WHAT TO DO: Extract every line in the items below that contains the word "table". Matching is case-sensitive.
[Start]
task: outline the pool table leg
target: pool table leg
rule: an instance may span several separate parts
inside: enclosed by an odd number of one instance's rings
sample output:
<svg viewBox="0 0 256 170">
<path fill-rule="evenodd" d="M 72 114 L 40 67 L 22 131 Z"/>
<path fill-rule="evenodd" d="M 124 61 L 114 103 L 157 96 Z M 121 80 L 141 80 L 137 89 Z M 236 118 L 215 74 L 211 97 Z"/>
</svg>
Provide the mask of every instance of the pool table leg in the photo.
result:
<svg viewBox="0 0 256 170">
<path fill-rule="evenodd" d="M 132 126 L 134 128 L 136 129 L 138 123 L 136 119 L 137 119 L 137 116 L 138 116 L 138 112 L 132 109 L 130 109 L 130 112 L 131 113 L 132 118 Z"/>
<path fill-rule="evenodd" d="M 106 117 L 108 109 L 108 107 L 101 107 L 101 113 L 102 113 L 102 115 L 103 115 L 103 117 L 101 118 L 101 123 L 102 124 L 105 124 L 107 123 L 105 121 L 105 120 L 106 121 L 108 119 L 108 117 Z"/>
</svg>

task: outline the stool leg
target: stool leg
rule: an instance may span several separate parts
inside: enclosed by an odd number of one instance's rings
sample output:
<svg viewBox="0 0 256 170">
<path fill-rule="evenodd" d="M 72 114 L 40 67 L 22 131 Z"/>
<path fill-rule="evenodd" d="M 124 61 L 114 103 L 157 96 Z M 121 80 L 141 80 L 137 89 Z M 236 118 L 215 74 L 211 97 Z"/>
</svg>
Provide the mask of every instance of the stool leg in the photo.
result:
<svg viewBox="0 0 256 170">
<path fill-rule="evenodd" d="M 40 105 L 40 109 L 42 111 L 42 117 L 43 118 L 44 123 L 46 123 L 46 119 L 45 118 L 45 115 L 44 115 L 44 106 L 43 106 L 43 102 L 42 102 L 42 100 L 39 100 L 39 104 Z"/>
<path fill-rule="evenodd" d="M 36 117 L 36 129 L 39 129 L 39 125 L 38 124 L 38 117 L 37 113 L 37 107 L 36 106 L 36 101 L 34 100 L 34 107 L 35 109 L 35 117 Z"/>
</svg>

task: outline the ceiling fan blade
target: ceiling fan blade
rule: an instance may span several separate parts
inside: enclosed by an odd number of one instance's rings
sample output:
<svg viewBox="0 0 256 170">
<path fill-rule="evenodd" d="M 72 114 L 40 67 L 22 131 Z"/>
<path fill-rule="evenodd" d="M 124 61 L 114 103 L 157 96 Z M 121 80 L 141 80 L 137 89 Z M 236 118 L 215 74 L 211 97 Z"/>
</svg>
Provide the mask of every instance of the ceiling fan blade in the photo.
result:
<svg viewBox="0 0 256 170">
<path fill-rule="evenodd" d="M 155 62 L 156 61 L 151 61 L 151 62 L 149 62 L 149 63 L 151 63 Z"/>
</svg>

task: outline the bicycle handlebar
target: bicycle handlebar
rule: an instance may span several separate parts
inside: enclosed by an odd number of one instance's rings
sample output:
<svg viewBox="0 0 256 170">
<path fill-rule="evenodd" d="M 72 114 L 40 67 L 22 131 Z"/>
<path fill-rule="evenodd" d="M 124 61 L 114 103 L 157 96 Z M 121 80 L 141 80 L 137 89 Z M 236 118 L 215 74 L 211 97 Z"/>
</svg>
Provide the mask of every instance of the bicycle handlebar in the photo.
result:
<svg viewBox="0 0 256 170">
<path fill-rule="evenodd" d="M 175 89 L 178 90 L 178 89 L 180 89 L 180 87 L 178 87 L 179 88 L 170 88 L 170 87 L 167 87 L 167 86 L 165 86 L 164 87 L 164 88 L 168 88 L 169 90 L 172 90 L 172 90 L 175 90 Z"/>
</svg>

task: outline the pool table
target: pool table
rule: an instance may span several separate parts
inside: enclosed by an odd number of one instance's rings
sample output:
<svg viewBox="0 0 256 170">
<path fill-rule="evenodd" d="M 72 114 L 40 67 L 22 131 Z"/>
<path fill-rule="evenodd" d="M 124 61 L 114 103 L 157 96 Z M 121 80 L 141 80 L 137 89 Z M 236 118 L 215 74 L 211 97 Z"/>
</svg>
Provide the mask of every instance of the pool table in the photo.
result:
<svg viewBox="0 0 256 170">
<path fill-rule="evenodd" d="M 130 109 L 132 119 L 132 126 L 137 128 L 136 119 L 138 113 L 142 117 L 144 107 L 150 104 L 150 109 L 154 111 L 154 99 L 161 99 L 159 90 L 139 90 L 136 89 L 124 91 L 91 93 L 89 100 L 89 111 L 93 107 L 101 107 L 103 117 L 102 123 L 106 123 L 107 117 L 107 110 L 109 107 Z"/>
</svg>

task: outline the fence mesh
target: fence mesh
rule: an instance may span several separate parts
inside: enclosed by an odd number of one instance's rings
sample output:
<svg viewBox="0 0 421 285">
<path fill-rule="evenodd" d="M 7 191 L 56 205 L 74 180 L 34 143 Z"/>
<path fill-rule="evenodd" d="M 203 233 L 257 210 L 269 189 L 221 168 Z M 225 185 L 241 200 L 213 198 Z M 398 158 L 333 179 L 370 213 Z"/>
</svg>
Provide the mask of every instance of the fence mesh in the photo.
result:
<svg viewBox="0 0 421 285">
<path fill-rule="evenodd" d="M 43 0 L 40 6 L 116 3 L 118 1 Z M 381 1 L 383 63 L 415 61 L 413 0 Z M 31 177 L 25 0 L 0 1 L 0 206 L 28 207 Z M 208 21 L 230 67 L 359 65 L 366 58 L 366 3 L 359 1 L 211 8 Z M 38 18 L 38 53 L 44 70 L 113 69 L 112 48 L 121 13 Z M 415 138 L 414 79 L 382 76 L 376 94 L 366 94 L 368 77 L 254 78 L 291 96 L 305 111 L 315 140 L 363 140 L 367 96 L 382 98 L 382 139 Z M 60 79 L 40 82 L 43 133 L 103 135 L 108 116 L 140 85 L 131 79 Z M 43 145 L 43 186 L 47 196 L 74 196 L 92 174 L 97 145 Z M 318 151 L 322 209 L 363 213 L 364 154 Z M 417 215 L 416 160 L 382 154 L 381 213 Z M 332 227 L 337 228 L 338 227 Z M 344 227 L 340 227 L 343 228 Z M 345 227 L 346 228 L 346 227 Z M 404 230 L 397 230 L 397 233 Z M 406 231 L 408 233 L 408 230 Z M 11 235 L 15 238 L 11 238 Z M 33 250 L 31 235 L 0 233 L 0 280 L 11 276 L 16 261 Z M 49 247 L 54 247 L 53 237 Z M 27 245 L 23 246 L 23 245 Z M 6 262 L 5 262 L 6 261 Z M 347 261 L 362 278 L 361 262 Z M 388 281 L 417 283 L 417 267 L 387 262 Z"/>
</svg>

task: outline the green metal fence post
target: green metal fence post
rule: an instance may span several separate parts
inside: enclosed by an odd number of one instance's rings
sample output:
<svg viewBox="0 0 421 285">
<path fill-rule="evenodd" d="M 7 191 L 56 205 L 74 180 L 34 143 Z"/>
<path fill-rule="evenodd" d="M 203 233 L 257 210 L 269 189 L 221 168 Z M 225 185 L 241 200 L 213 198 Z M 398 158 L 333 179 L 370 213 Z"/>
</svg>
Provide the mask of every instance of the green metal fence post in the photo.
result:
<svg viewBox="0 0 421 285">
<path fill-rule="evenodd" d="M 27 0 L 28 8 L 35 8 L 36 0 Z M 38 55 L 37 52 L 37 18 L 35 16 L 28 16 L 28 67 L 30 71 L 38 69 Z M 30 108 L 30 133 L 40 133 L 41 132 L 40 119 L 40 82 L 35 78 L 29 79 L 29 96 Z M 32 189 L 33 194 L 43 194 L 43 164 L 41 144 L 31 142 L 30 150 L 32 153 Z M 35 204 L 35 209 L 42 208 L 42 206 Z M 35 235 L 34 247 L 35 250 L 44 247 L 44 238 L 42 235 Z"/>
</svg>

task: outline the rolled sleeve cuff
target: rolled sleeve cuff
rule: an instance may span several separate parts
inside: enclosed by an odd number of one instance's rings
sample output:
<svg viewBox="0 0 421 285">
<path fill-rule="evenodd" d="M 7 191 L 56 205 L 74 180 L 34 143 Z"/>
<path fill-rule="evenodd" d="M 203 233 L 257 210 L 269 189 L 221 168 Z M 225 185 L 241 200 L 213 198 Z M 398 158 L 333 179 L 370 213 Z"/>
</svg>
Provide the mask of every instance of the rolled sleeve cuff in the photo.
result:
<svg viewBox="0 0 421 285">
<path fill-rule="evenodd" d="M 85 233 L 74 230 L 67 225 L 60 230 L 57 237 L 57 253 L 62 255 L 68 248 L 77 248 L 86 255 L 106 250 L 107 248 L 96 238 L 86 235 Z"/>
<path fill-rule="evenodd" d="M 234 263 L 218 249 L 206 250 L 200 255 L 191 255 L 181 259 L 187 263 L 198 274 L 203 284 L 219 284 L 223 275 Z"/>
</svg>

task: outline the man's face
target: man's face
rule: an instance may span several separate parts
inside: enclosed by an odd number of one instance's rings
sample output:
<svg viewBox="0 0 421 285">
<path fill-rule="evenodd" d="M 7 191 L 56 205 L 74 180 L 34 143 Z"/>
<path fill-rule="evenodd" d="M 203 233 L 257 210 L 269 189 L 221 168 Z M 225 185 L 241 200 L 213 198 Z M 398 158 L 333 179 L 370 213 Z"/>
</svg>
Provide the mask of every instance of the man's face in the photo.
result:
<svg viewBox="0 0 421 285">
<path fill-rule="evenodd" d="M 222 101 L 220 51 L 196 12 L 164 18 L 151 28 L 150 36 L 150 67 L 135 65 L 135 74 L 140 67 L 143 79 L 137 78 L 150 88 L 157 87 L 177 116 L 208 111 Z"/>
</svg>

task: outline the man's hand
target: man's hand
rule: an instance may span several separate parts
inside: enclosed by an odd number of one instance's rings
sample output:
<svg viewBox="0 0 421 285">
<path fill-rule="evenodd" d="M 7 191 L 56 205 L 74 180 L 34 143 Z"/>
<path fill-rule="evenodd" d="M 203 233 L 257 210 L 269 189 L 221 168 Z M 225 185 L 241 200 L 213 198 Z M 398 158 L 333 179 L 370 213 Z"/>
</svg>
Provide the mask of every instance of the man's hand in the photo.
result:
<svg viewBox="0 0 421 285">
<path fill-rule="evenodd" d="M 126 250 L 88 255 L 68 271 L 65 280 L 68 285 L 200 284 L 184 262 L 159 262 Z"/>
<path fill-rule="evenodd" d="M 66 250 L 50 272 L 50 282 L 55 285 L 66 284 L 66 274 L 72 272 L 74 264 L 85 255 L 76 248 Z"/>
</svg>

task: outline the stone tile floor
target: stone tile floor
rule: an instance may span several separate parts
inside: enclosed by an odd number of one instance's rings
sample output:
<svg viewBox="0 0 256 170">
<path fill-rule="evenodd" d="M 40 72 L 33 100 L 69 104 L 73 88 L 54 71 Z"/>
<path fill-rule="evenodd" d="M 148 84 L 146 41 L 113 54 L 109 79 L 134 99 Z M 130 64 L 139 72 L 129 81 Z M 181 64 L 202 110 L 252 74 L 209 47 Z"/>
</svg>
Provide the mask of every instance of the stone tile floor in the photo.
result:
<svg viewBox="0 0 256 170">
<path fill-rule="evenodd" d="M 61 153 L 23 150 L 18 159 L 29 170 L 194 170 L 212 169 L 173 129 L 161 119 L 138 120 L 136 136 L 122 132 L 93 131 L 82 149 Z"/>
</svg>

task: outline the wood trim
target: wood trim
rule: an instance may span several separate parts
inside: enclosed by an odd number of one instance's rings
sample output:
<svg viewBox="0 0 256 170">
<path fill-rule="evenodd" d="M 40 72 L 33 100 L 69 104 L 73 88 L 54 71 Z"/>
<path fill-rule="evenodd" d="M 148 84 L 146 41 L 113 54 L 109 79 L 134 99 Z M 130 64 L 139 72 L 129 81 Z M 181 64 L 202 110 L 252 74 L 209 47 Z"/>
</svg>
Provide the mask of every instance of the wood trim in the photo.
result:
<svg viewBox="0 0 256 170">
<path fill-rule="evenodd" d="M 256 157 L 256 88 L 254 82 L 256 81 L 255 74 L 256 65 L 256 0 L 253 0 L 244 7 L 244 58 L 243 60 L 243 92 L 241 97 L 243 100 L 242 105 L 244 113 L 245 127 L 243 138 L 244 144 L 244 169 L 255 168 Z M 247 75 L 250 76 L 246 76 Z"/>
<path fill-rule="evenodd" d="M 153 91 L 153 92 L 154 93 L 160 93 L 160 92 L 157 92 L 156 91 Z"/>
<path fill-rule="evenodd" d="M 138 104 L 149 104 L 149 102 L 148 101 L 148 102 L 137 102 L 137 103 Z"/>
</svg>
[End]
TASK OUTPUT:
task: outline the pool table leg
target: pool table leg
Provide the mask of every instance of the pool table leg in the photo.
task: outline the pool table
target: pool table
Provide the mask of every instance of the pool table in the photo.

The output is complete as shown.